◆ WORK TO COMPLETE ◆
Repeat the lines of the listing below verbatim, from the line with "One point per instance, written like point(361, 420)" up to and including the line with "point(351, 189)".

(Collection entries)
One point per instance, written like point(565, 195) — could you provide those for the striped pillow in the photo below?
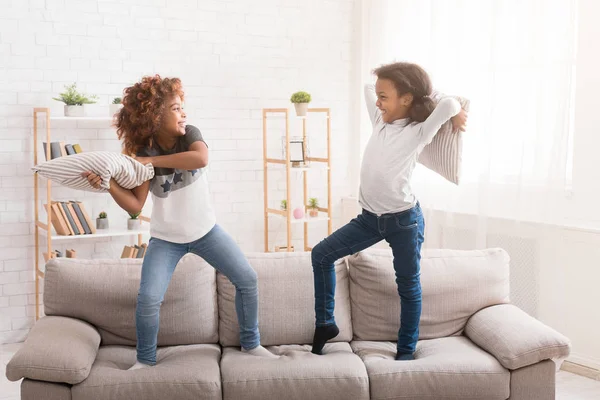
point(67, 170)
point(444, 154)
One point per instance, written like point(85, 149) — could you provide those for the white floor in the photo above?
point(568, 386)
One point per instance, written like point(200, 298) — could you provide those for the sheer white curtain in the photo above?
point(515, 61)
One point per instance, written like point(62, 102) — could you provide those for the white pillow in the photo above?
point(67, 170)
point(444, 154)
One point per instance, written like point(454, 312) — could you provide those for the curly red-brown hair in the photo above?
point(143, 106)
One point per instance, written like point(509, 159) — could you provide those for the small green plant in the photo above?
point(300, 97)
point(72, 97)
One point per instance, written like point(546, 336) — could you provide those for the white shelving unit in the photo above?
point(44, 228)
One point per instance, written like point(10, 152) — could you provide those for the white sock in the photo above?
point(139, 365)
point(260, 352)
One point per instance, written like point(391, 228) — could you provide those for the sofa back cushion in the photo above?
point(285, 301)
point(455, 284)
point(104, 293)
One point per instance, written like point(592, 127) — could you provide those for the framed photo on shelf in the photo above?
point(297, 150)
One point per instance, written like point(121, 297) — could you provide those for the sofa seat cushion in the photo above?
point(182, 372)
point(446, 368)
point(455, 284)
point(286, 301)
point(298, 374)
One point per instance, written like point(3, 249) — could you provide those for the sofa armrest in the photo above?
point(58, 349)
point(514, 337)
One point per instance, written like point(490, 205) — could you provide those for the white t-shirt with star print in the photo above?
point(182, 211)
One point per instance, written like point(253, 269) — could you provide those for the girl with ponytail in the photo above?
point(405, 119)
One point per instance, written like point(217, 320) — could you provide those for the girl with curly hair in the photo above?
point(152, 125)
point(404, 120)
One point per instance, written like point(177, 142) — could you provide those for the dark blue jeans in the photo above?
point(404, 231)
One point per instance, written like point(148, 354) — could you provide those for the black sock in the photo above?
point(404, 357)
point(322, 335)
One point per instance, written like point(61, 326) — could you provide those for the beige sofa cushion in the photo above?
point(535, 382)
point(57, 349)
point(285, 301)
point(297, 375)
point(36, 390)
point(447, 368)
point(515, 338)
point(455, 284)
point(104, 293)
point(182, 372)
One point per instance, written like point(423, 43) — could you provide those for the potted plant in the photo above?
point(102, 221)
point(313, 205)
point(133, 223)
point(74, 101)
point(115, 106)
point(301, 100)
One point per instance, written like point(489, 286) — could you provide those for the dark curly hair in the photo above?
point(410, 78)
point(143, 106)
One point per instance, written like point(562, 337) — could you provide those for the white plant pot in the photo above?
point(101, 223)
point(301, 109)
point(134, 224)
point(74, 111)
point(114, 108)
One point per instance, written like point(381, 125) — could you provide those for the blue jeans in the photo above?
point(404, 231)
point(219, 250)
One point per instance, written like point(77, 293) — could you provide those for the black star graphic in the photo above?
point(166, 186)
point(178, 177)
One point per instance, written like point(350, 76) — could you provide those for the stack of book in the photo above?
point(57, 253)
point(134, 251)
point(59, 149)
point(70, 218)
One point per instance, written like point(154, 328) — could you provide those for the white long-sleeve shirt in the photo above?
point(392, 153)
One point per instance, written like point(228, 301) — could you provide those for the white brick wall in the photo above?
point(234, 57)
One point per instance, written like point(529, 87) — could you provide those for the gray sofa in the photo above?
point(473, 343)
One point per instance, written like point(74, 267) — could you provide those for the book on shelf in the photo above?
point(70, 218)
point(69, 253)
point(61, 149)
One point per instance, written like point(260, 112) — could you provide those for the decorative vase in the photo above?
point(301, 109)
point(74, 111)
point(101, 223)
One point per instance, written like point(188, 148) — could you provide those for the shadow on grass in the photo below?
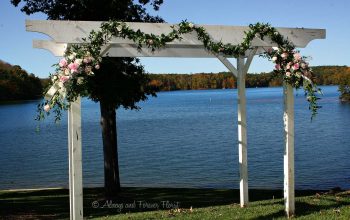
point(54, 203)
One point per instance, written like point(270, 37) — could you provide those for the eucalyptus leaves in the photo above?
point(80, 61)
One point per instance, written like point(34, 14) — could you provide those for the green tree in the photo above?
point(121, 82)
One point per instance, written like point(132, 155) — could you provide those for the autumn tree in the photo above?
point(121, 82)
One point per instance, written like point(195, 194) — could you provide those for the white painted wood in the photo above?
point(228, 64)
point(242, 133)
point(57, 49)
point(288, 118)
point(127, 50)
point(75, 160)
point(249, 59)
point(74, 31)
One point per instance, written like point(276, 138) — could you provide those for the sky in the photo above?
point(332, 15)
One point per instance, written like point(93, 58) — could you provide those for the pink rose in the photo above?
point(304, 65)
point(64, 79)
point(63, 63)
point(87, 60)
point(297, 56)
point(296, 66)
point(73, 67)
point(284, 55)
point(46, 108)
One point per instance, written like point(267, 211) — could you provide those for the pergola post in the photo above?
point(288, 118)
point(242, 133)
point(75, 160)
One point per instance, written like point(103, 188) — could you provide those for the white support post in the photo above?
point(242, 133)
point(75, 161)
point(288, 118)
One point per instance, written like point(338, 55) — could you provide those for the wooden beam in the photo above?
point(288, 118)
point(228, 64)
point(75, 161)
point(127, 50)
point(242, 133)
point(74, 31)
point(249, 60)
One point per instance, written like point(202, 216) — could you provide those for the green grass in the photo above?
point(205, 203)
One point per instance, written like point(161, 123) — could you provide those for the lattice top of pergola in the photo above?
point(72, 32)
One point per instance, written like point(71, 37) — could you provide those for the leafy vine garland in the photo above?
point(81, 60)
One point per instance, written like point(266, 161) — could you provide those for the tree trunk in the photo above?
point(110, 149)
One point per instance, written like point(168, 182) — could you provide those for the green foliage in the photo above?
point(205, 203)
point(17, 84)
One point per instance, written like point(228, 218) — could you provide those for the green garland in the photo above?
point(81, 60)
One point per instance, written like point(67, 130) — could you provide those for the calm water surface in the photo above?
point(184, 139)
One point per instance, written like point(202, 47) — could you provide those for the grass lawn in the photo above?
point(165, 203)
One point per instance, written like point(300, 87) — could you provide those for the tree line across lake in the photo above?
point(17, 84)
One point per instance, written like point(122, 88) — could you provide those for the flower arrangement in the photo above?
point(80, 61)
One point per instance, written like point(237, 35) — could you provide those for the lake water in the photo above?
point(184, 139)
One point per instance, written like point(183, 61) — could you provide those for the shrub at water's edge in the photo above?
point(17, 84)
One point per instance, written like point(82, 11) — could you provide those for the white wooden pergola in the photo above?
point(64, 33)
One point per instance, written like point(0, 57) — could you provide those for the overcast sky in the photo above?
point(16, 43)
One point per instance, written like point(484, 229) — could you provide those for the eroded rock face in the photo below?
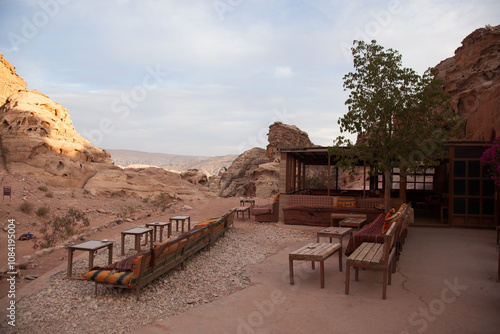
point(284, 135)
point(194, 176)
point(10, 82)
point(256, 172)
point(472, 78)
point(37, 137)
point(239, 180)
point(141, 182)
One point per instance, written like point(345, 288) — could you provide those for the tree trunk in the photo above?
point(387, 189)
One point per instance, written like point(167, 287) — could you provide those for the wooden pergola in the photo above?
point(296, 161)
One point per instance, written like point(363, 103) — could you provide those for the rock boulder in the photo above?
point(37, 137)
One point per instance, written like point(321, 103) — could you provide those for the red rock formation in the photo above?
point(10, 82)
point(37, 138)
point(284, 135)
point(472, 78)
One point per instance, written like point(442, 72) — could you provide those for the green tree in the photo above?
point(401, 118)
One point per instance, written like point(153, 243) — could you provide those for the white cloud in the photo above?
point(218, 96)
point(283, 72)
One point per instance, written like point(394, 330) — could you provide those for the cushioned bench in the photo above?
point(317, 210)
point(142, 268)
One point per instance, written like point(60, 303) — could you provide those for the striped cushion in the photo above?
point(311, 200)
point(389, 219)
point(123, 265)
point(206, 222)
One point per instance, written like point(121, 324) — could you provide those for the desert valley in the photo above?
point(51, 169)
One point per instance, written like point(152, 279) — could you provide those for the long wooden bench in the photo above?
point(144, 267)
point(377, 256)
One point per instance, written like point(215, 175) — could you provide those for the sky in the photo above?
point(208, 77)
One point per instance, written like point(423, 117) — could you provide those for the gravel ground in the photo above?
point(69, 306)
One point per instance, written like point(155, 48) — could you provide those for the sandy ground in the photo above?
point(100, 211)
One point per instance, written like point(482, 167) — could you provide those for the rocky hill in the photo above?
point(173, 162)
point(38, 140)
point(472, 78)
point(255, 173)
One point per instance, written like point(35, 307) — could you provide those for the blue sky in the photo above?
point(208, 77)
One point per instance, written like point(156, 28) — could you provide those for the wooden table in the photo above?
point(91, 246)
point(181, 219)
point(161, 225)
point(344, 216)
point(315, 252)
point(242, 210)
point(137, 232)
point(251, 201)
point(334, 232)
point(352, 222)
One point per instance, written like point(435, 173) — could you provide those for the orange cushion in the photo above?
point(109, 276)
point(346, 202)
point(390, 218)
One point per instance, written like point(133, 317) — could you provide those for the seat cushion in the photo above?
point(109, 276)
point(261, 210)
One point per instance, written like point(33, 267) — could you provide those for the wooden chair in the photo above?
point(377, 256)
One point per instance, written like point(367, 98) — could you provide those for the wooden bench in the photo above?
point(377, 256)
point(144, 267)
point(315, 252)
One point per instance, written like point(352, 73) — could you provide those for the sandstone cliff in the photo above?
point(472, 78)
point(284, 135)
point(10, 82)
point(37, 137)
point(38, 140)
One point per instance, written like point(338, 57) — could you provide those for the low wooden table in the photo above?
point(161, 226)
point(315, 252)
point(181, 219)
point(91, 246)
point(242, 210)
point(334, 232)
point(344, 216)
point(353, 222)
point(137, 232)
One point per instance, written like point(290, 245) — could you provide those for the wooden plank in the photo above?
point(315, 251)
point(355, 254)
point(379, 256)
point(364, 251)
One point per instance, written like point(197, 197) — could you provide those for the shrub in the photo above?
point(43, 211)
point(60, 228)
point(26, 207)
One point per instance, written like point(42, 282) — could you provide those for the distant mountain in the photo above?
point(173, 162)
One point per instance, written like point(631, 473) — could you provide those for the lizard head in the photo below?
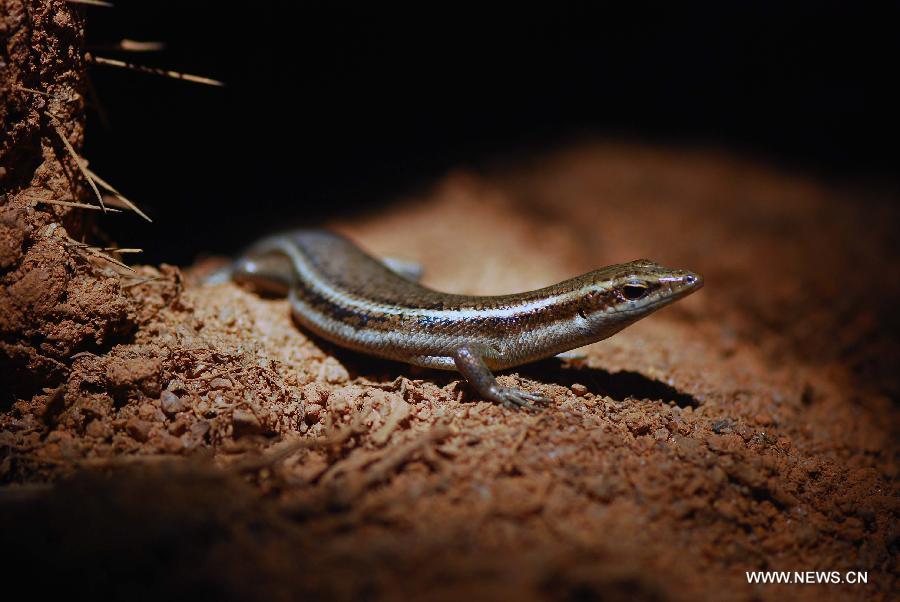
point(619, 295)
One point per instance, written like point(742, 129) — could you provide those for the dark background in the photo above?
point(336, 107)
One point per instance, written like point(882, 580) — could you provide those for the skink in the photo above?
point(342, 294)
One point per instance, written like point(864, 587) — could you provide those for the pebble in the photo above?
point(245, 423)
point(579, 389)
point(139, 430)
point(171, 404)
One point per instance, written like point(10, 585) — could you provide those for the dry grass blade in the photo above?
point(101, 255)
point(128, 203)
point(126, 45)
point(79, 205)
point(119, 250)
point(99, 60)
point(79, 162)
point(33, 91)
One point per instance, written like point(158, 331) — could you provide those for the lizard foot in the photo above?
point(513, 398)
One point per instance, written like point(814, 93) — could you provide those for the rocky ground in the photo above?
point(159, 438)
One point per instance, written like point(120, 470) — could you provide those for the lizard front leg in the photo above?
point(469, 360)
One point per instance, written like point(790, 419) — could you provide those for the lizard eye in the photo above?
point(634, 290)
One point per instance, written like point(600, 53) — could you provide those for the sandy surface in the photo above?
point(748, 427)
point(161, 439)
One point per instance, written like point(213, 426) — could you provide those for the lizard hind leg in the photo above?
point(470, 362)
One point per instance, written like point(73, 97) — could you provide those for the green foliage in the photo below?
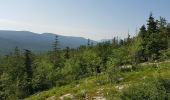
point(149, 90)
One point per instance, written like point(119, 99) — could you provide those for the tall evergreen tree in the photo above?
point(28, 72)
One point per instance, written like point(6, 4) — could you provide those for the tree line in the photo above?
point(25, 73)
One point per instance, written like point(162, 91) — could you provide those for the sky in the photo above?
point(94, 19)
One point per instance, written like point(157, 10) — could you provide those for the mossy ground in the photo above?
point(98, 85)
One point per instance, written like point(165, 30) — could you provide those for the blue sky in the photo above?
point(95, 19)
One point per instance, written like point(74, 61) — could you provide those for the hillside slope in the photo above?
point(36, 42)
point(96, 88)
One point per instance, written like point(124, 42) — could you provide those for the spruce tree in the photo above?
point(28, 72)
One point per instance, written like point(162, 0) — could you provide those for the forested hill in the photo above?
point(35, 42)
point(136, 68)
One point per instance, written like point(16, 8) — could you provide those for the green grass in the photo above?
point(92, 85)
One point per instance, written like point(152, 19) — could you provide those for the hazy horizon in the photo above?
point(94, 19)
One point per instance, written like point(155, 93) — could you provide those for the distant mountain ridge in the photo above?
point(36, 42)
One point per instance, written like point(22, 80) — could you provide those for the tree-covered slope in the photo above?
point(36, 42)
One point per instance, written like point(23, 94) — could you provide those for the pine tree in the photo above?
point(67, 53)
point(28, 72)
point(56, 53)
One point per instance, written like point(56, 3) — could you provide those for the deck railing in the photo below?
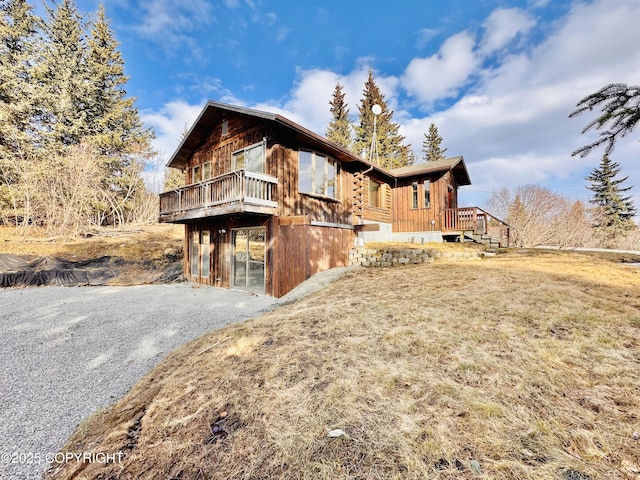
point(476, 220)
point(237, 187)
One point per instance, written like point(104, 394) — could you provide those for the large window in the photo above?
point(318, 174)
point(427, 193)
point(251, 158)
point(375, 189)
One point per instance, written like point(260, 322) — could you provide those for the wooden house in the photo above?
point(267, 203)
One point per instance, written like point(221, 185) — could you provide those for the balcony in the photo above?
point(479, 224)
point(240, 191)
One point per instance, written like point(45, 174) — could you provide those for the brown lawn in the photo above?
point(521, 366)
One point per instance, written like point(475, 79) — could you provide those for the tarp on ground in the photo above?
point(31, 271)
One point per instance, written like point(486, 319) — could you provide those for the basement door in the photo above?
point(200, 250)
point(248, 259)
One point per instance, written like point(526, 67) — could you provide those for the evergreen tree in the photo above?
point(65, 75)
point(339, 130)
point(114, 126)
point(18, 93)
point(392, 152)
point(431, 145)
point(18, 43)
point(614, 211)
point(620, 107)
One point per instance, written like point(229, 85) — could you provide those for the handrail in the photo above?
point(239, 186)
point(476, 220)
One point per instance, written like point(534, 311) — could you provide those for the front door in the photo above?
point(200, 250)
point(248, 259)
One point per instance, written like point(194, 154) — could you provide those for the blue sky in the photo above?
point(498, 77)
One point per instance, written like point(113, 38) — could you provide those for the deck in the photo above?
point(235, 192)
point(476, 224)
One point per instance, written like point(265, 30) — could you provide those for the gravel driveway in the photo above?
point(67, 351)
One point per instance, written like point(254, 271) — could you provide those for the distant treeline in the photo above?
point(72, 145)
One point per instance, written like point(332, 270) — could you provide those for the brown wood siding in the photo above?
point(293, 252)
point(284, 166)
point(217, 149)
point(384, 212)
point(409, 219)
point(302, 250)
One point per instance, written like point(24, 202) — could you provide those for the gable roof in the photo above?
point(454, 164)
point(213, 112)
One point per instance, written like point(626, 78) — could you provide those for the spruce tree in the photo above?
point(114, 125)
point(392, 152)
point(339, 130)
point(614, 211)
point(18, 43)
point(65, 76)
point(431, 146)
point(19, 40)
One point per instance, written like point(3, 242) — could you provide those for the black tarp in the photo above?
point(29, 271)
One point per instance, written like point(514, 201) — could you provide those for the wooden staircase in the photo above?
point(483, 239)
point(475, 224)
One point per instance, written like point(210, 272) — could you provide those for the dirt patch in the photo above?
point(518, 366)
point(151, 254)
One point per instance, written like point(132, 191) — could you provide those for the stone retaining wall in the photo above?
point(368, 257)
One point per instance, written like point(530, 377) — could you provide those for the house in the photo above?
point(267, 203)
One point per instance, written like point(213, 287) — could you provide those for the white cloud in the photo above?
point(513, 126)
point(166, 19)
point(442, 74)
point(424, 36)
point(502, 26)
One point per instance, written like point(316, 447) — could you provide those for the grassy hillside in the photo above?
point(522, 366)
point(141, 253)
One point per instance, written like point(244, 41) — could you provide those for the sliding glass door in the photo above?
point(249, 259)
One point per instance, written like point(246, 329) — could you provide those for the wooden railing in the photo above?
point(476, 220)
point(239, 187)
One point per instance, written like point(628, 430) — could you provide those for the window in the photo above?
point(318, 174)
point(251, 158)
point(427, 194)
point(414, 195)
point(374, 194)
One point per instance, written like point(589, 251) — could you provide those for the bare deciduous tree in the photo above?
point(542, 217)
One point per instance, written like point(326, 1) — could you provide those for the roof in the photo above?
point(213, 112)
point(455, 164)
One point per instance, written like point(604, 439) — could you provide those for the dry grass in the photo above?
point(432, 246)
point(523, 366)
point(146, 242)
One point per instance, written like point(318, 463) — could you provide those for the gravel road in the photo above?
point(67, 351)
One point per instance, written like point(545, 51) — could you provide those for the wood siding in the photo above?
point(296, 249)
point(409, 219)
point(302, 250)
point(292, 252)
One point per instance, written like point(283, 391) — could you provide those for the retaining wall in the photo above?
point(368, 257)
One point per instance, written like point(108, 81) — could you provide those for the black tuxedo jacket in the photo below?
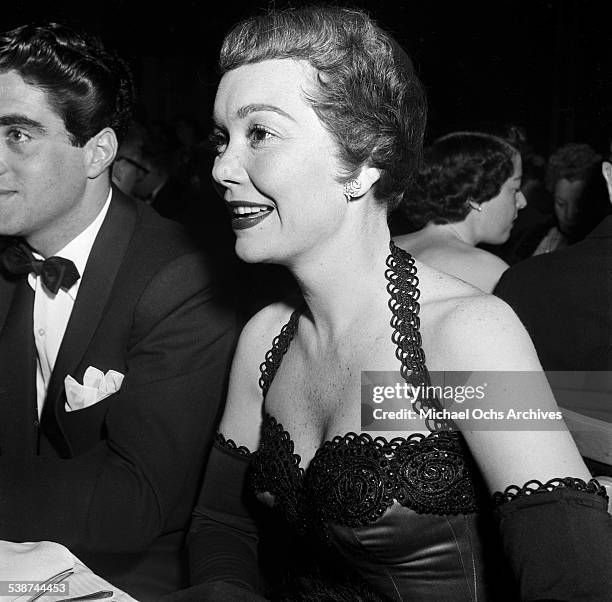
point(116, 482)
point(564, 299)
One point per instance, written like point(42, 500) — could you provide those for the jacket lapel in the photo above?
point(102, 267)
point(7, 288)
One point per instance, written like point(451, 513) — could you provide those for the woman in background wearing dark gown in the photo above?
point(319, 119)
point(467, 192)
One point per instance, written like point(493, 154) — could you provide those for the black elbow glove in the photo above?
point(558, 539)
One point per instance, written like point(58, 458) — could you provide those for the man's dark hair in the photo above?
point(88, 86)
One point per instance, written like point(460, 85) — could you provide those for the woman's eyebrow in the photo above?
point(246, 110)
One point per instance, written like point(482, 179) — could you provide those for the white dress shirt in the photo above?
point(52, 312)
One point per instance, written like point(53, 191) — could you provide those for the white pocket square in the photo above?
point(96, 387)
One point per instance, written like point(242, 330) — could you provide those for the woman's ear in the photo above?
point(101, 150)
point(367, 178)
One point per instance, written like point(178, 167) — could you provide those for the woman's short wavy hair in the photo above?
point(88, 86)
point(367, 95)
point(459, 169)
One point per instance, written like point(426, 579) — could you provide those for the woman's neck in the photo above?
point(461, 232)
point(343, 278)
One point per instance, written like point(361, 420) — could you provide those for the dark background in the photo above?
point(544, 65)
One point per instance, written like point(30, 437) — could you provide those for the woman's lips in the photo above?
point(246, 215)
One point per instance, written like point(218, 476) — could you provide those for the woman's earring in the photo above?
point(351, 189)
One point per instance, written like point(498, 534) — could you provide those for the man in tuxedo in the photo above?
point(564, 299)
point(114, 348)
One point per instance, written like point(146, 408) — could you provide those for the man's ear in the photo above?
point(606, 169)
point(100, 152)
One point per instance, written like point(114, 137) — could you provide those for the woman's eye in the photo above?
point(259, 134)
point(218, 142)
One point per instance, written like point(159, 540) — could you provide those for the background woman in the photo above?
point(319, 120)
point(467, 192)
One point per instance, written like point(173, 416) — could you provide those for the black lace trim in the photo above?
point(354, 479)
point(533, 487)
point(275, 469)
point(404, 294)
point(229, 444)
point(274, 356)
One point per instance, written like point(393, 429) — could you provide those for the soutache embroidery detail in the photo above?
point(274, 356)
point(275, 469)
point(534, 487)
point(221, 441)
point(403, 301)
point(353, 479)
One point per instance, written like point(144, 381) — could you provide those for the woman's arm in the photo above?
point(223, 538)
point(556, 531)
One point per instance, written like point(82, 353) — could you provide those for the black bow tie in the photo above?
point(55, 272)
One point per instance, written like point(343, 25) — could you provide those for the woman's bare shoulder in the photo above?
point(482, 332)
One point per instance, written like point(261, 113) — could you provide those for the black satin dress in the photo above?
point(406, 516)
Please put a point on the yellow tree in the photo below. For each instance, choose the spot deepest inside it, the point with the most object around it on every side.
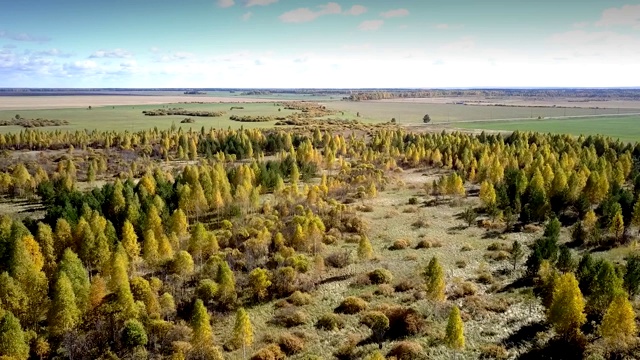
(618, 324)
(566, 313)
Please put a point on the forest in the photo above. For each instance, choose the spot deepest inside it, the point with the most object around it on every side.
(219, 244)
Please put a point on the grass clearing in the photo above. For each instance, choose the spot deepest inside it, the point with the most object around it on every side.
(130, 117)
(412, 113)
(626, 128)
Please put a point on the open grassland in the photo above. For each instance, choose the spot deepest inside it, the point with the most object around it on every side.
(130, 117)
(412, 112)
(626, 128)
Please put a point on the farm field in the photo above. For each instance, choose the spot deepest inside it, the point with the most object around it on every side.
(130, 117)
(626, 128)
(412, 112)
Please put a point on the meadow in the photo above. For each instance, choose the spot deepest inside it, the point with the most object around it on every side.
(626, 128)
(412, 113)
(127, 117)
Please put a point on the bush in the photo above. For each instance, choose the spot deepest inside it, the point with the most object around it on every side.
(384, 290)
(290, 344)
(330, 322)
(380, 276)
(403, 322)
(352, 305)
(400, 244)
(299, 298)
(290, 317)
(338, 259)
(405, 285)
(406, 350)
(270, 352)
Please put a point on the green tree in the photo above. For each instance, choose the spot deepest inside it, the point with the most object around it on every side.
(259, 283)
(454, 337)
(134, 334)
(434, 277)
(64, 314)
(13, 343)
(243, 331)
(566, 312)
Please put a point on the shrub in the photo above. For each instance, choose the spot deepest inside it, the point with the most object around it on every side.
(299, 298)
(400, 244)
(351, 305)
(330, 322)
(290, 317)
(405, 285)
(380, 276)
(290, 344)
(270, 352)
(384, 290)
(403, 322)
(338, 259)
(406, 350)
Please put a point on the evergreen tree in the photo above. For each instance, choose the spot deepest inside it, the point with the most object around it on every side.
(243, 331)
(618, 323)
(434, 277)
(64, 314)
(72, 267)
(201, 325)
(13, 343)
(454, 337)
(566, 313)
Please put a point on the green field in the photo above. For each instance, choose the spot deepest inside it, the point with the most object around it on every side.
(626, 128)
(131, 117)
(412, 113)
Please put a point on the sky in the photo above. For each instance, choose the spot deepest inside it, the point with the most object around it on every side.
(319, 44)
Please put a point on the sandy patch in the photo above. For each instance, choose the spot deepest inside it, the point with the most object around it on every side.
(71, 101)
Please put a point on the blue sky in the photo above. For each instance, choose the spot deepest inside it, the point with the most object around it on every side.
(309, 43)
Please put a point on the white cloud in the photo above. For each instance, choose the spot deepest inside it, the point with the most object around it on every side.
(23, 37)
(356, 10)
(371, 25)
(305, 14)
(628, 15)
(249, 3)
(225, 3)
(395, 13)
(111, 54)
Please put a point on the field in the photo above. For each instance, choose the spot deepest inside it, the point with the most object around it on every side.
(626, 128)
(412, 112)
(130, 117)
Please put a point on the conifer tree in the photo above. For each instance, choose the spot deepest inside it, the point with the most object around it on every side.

◆ RESULT FOR THIS EXERCISE ◆
One point per instance, written like point(361, 420) — could you provide those for the dark background in the photo above?
point(544, 65)
One point per instance, written like point(30, 437) — could you provide those for the woman's lips in the photo above?
point(246, 215)
One point per instance, written like point(218, 476) — could you provide those for the woman's earring in the photo above?
point(351, 189)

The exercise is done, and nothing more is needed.